Quoted passage.
-- start --

Papyrus was harder to fold than notebook paper, I suppose, and anyway Jesus much preferred to ask questions in person instead of in a note, to meet people face to face.  So it is that Jesus met three would-be disciples on the road to Jerusalem and he presented to them the terms and conditions of following him.  Turn away from your home.  Turn away from your family.  Turn away from your work, from whatever your livelihood is.  Exit all programs.  Restart.  Then follow me.

If it sounds harsh to us now, imagine how it must have sounded in a time and place when no one ever did anything new.  Most people never left home but instead worked the same land of labored at the same skill their parents had learned from their parents.  Wages earned were solely for the care and keeping of one's extended family, often including multiple generations dwelling under one mud and straw roof.  The ancient law given to their ancestors, once a breathtakingly new expression of relationship, of love, between God and God's people, had become in practice rigid and rote, binding and brutal.

-- end --

Record extracts.

-- start --

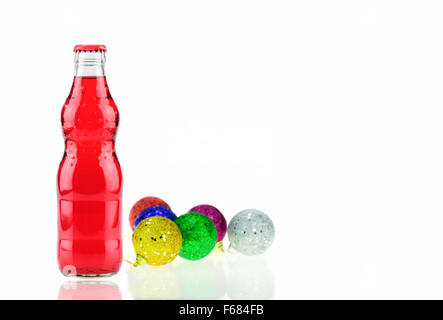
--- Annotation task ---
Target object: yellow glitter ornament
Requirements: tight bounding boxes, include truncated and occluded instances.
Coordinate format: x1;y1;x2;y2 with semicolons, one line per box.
132;216;183;267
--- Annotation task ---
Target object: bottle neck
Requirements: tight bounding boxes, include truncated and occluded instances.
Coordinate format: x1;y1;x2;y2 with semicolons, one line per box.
74;51;106;77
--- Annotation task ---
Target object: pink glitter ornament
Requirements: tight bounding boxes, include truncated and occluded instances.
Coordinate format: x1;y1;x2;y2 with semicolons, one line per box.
189;204;227;251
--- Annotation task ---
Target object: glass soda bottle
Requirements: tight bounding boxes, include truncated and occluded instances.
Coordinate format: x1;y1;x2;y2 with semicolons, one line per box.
57;45;122;276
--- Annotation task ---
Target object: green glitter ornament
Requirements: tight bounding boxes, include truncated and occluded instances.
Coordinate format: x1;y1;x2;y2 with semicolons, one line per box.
174;212;217;260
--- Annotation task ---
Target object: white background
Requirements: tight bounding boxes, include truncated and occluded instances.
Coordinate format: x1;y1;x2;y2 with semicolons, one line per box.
0;0;443;299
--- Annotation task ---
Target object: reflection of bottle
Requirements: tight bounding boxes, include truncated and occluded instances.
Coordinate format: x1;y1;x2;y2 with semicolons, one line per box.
58;281;122;300
227;256;274;300
57;45;122;276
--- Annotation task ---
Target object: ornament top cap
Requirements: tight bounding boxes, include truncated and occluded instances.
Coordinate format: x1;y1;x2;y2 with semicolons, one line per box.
74;44;107;52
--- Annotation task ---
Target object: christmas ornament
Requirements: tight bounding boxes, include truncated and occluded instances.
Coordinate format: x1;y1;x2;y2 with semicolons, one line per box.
133;206;177;229
129;197;171;229
132;217;183;267
189;204;227;251
175;212;217;260
228;209;274;256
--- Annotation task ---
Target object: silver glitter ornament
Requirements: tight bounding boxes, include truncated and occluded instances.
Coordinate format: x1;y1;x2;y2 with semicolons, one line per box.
228;209;275;256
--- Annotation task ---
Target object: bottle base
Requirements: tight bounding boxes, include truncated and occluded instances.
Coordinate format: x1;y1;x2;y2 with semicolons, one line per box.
63;272;117;278
60;265;120;278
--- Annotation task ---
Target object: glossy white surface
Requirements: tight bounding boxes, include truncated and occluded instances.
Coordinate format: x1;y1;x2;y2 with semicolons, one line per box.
0;0;443;299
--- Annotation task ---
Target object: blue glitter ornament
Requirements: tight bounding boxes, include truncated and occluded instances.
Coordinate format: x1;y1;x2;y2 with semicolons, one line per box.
132;206;177;230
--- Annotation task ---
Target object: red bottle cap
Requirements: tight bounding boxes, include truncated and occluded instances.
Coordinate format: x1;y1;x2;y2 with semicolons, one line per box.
74;44;106;52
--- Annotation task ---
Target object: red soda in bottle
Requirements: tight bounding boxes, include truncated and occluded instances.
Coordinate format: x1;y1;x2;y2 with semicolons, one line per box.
57;45;122;276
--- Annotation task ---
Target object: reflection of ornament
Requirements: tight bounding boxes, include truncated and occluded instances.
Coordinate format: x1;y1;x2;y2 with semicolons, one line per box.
129;197;171;229
228;209;274;256
227;255;275;300
173;259;220;300
133;206;177;229
189;204;227;251
128;265;180;300
175;212;217;260
132;217;182;266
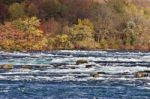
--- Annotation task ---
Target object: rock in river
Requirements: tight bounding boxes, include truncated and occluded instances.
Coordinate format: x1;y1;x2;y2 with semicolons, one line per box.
76;60;88;65
0;64;13;70
135;71;148;78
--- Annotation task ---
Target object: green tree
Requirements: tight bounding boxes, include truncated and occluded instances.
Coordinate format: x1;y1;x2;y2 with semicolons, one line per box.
70;19;95;48
13;17;47;50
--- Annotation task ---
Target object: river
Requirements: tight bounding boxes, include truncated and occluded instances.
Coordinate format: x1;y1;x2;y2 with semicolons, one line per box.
0;50;150;99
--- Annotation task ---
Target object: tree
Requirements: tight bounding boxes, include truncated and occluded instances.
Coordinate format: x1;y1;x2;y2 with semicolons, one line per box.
0;1;8;23
13;17;47;50
70;19;94;48
55;34;72;49
9;3;25;19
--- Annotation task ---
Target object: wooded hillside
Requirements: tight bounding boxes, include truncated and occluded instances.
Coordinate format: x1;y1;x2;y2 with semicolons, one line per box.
0;0;150;51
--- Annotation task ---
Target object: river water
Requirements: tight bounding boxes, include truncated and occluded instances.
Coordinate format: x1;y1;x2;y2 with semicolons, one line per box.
0;50;150;99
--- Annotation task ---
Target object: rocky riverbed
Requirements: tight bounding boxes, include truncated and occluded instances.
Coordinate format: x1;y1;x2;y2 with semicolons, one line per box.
0;50;150;99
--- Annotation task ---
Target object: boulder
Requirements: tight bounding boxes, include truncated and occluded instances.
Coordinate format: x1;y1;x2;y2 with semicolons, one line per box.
76;60;88;65
0;64;14;70
91;72;100;78
21;65;32;69
135;71;148;78
85;65;93;68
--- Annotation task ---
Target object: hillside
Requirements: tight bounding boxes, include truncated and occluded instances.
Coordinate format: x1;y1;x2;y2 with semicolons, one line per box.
0;0;150;51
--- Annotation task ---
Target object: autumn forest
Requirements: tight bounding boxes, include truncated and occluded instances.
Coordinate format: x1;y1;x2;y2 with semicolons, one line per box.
0;0;150;51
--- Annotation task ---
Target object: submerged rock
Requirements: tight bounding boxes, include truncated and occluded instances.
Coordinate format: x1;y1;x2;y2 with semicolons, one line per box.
76;60;88;65
0;64;13;70
135;71;148;78
91;72;100;78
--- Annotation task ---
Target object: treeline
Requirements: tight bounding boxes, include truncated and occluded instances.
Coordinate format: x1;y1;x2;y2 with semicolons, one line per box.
0;0;150;51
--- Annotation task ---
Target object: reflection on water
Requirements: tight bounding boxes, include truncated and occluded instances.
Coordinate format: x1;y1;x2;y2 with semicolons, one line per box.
0;50;150;99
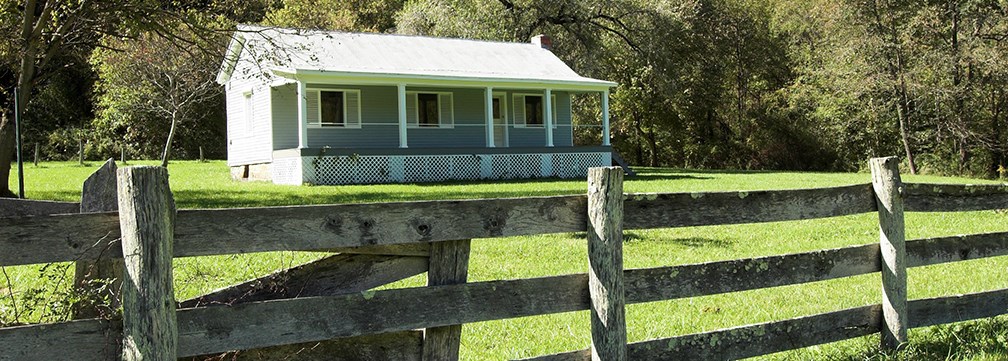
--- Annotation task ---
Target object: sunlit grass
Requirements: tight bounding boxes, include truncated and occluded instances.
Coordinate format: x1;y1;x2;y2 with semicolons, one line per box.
0;161;1008;360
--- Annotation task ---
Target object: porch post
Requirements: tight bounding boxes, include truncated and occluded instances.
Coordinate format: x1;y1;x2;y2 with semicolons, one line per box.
398;84;407;148
487;87;494;148
602;89;610;145
543;89;553;146
297;81;308;149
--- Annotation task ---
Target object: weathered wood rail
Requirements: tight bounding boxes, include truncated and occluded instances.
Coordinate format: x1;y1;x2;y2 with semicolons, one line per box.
0;159;1008;360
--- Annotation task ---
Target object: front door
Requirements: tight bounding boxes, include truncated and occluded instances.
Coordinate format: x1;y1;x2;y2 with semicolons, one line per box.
493;95;508;147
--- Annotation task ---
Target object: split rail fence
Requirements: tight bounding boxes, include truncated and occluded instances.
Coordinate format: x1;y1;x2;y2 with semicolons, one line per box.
0;158;1008;360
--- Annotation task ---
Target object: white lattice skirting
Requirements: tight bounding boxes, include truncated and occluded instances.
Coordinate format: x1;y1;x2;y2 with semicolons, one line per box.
273;152;612;185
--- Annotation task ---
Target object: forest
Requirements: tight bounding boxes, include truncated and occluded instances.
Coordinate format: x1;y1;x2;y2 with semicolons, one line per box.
0;0;1008;195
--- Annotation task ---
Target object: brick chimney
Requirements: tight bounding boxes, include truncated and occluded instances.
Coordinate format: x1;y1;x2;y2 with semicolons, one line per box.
532;34;553;50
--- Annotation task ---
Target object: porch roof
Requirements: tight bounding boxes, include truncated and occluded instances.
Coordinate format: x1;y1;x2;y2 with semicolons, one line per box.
218;25;616;91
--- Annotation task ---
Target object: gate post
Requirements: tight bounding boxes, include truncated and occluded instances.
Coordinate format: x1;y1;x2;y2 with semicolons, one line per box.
588;166;627;361
869;156;909;350
118;166;178;361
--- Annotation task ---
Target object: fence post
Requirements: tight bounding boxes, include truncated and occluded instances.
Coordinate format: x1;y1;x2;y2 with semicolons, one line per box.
74;159;123;319
118;166;178;361
869;156;909;350
588;166;627;361
423;239;470;361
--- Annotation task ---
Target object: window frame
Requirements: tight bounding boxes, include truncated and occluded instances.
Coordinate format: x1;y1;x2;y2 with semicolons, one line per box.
242;89;255;135
511;93;559;129
305;88;364;129
406;91;455;129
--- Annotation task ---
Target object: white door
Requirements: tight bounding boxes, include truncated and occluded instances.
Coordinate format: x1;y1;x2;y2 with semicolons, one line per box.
493;95;508;147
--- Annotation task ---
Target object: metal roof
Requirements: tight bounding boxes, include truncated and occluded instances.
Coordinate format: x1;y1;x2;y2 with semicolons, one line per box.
219;25;616;89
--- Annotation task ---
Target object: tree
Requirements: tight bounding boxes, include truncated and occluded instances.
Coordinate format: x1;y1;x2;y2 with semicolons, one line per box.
93;29;225;166
0;0;212;197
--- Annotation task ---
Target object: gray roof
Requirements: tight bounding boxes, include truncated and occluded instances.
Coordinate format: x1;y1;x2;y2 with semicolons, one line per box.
219;25;616;89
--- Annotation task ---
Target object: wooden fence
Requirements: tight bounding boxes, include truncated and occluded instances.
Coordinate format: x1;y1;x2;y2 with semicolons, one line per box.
0;158;1008;360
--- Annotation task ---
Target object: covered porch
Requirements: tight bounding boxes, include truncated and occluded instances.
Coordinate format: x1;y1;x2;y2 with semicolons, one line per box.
271;146;612;185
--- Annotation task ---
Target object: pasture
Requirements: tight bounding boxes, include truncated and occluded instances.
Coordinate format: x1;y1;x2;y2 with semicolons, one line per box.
0;162;1008;360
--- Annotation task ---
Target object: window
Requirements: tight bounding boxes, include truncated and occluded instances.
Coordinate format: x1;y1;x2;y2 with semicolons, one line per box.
514;94;558;129
416;93;440;127
525;96;555;127
406;92;455;128
242;91;255;133
319;92;346;126
305;89;361;128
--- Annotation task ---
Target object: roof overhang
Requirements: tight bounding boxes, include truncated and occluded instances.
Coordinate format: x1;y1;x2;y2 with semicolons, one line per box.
217;31;245;86
271;68;617;92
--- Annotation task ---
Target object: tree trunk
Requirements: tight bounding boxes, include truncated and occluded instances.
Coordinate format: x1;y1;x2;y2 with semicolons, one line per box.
161;112;178;167
647;127;658;166
0;111;17;198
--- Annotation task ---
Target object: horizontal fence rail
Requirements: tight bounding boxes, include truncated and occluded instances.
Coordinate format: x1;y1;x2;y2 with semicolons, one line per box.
0;288;1008;361
525;288;1008;361
903;184;1008;212
0;198;81;218
0;184;1008;265
0;185;874;265
0;232;1008;358
623;185;875;229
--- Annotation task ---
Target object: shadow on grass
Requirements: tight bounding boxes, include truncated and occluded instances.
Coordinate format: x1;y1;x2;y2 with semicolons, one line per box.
623;231;735;248
631;166;774;174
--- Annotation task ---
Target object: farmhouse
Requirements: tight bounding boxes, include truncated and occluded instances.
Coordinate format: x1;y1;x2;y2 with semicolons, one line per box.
218;25;616;185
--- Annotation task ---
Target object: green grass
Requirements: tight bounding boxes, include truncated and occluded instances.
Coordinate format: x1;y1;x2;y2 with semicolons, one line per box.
0;161;1008;360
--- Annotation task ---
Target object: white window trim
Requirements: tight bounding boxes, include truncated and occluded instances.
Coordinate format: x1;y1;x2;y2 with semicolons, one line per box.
305;88;364;129
490;92;514;147
511;93;560;129
406;91;455;129
491;92;513;127
242;89;255;136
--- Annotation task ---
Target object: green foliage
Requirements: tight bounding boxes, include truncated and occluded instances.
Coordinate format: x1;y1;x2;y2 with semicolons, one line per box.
263;0;404;32
91;21;229;159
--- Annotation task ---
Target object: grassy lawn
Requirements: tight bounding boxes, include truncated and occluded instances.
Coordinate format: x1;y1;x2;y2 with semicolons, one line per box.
0;161;1008;360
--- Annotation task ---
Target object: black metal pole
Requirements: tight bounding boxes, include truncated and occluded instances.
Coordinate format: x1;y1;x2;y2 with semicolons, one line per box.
14;87;24;199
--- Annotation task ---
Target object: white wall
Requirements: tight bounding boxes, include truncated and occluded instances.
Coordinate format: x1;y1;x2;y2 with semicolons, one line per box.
225;52;273;166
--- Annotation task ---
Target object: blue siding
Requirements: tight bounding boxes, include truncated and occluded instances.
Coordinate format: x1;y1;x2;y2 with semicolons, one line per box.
270;84;297;150
272;84;573;149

-- end --

Set exercise A. Duplicate the passage on following Jesus, starting at "If it sounds" and ending at "binding and brutal.".
Set exercise B. In the passage on following Jesus, where did Jesus meet the three would-be disciples?

Complete answer A.
If it sounds harsh to us now, imagine how it must have sounded in a time and place when no one ever did anything new.  Most people never left home but instead worked the same land of labored at the same skill their parents had learned from their parents.  Wages earned were solely for the care and keeping of one's extended family, often including multiple generations dwelling under one mud and straw roof.  The ancient law given to their ancestors, once a breathtakingly new expression of relationship, of love, between God and God's people, had become in practice rigid and rote, binding and brutal.

Complete answer B. On the road to Jerusalem.